Page extract:
## START

Danny De Gracia: Some Election Reforms May Be Too Much To Handle This Year - Honolulu Civil Beat


About the Author

Danny de Gracia

Danny de Gracia is a resident of Waipahu, a political scientist and an ordained minister.

Danny holds a Bachelor of Arts in Political Science and minor in Public Administration from UT San Antonio, 2001; a Master of Arts in  Political Science (concentration International Organizations) and minor in Humanities from Texas State University, 2002.

He received his Doctor of Theology from Andersonville Theological Seminary in 2013 and Doctor of Ministry in 2014.

Danny received his Ordination from United Fellowship of Christ Ministries International, (Non-Denominational Christian), in 2002.


Shuffling the order in which names appear on the ballot and prohibiting nicknames may be a step too far.

During the 1976 Democratic Party presidential primaries, the late Arizona Congressman Mo Udall after losing to then former Georgia Gov. Jimmy Carter, famously griped, “The People have spoken – the bastards.”

Placing blame at the feet of voters for outcomes that politicians don’t like is an ongoing tactic as old as the practice of having elections, but is it really fair to blame voters if the way elections are handled are confusing or even intimidating?

## END

Short exercise:
Pick up the opinion column on election reforms after its last sentence and keep writing it.

Source data:
## START

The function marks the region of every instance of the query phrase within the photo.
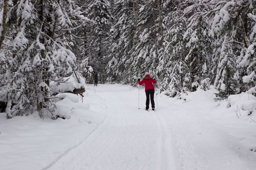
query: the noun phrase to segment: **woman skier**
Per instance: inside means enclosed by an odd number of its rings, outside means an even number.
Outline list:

## END

Exercise response:
Lately, Hawaii legislators have been on a “shake up the way we do elections” kick. Since the 2020 primary election, Hawaii has been handling elections by all-mail voting, though if you want to vote in-person, you still can if you go to a designated site. 

Then in June, then-Gov. David Ige signed into law Act 47, which requires “any federal election not held on the date of a regularly scheduled primary or general election and any special election for a vacant seat on a county council” to be conducted by ranked-choice voting.

This session, the Legislature may be changing elections even further, with Senate Bill 47, which proposed to mandate “The names of the candidates shall be placed on the ballot for their respective offices in a randomized order, to the greatest extent possible.”

There’s also House Bill 1294, which says, “Notwithstanding any other law to the contrary, every candidate for public office in the State shall use their legal name for all election purposes.”

Both bills, as of the writing of this article, have received notice of disagreement between the House and Senate, and will require conference committee to reconcile the drafts (that is, to remove their defective effective dates, or else SB 47 won’t become law until long after Captain Kirk of Star Trek lives and dies on June 30, 3000) to pass them on to the governor’s desk. 

While I can see the merits and potential of these as “reforms” to Hawaii’s election process, I’m more worried about the slippery slope of unintended consequences. Hawaii’s body politic has been pitched a lot of sudden procedural changes lately, and as anyone who’s ever been on a crash diet or exercise regimen knows, even the best changes if implemented too suddenly can wreak havoc on the body.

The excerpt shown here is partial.